What needs to be done — Print out each entry below exactly, please.

Available data —
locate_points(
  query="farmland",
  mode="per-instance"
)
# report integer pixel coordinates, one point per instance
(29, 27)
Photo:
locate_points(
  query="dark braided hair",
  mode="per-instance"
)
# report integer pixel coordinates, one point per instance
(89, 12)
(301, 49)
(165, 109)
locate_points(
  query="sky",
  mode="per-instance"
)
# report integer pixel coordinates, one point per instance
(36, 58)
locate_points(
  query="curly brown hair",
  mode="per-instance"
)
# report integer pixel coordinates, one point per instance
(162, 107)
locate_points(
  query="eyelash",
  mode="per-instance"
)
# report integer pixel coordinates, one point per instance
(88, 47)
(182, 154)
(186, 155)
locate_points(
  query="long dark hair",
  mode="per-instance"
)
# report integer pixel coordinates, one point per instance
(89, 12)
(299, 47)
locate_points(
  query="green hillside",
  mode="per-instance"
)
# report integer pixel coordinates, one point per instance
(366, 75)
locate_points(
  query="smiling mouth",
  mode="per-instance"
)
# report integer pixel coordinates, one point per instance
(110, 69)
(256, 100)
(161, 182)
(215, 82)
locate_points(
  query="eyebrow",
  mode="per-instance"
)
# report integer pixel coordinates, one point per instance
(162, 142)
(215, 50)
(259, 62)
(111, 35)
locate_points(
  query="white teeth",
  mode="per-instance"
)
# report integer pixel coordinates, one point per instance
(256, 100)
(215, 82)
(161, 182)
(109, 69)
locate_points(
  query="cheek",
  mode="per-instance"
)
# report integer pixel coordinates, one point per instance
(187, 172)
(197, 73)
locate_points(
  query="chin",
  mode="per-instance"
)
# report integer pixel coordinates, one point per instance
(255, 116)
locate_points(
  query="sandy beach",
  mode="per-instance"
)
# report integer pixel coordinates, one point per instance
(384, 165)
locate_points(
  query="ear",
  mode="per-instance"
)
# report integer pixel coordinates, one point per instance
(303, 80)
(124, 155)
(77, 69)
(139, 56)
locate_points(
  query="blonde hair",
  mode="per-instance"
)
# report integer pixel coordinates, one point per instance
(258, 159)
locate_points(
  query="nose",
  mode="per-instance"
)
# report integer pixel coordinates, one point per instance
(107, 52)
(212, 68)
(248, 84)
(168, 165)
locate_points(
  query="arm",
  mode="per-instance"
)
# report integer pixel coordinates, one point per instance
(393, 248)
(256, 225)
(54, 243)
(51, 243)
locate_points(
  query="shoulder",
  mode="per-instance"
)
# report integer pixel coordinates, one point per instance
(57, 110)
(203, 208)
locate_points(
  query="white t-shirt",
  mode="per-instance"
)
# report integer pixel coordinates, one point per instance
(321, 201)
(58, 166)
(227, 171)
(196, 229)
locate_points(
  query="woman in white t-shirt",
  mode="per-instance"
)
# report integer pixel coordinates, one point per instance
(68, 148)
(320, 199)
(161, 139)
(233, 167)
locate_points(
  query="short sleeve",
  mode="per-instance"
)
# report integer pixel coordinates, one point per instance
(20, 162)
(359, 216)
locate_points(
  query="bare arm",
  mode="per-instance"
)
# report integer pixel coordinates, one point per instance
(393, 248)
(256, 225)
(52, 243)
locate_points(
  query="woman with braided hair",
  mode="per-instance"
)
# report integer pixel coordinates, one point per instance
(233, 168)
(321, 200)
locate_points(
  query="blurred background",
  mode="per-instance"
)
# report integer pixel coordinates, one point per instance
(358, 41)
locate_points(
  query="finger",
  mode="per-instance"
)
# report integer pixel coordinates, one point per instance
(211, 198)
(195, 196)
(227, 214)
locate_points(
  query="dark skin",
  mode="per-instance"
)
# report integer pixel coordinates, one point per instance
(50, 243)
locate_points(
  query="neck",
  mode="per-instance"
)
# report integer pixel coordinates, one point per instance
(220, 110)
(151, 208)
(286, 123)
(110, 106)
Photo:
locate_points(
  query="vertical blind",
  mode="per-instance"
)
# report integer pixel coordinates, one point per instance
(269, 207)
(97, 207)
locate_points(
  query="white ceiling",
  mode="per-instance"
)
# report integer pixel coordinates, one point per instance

Problem solution —
locate_points(
  query="farmland",
  mode="per-instance"
)
# report integer pixel coordinates, one point per instance
(29, 27)
Photo:
locate_points(
  query="dark braided hair",
  mode="per-instance"
)
# report integer pixel coordinates, one point per instance
(89, 12)
(301, 49)
(165, 109)
locate_points(
  query="sky",
  mode="per-instance"
)
# report integer pixel coordinates, one point per instance
(36, 58)
locate_points(
  query="curly brown hair",
  mode="per-instance"
)
# report integer pixel coordinates, one point per instance
(162, 107)
locate_points(
  query="eyelash",
  mode="per-instance"
)
# report integer pixel coordinates, one point per instance
(88, 47)
(182, 154)
(186, 155)
locate_points(
  query="long dark hair",
  mode="per-instance"
)
# report integer pixel coordinates, one point per instance
(89, 12)
(299, 47)
locate_points(
  query="green hillside",
  mode="per-instance"
)
# report integer pixel coordinates, one point per instance
(366, 75)
locate_points(
  query="smiling mouth",
  mode="per-instance"
)
# report integer pixel coordinates, one point per instance
(110, 69)
(256, 100)
(161, 182)
(215, 82)
locate_points(
  query="eyebrow",
  mode="per-instance"
)
# report integer pixel coordinates, one point per instance
(162, 142)
(215, 50)
(259, 62)
(111, 35)
locate_points(
  query="white teeth",
  mode="per-instance"
)
# report integer pixel coordinates, one point per instance
(256, 100)
(215, 82)
(161, 182)
(109, 69)
locate_points(
  query="cheek",
  mode="per-instance"
)
# report integer pixel coordinates, one point per instance
(187, 172)
(197, 73)
locate_points(
  query="chin",
  mode="per-instance"
)
# report integer pixel coordinates, one point per instance
(255, 116)
locate_points(
  query="sandy beach",
  mode="per-instance"
)
# report integer pixel coordinates, one point per instance
(384, 165)
locate_points(
  query="ear",
  mode="per-instance"
)
# report integer pixel coordinates, one point per instance
(303, 80)
(124, 155)
(77, 69)
(139, 56)
locate_points(
  query="blonde hair",
  mode="per-instance"
)
# report integer pixel coordinates, one point per instance
(258, 159)
locate_points(
  query="nose",
  mode="per-instance"
)
# report integer pixel coordinates, one point per instance
(107, 52)
(212, 68)
(248, 84)
(168, 165)
locate_points(
  query="arm",
  mode="per-instance"
)
# report integer pixel coordinates, one point per instance
(393, 248)
(256, 225)
(54, 243)
(51, 243)
locate_points(
  query="shoulder",
  mode="per-instance"
)
# report integer pixel coordinates, one point per instance
(57, 110)
(203, 208)
locate_points(
  query="white t-shirt",
  mode="per-instance"
)
# report integer pixel coordinates, one point per instance
(321, 201)
(58, 166)
(227, 171)
(196, 229)
locate_points(
  query="woman in white t-shirt",
  mode="per-instance"
)
# report integer pixel coordinates, one point per instance
(68, 148)
(320, 199)
(161, 139)
(233, 167)
locate_points(
  query="short sleeve",
  mode="per-instance"
)
# report integer pixel coordinates, one point per instance
(20, 162)
(359, 216)
locate_points(
  query="bare arm",
  mode="per-instance"
)
# report integer pixel coordinates, one point per instance
(393, 248)
(256, 225)
(52, 243)
locate_points(
  query="woman with braided hair",
  mode="per-instance"
)
# report integer pixel coordinates, one point per instance
(233, 168)
(321, 200)
locate_points(
  query="blurred background",
  mode="per-instance"
)
# report integer pixel coordinates, one point per instance
(358, 41)
locate_points(
  query="finger",
  mode="per-instance"
)
# report integer pixel coordinates, one point per instance
(211, 198)
(195, 196)
(227, 214)
locate_points(
  query="dark skin",
  mode="per-instance"
)
# report integer pixel coordinates, one point per instance
(50, 243)
locate_points(
  query="neck",
  mode="per-instance"
)
# report integer pixel coordinates, one point per instance
(220, 110)
(151, 208)
(286, 123)
(110, 106)
Photo:
locate_points(
  query="vertical blind",
  mode="per-instance"
)
# report integer pixel coordinates, one point per instance
(269, 207)
(97, 207)
locate_points(
  query="white ceiling",
  mode="per-instance"
)
# report integer pixel coordinates, one point per instance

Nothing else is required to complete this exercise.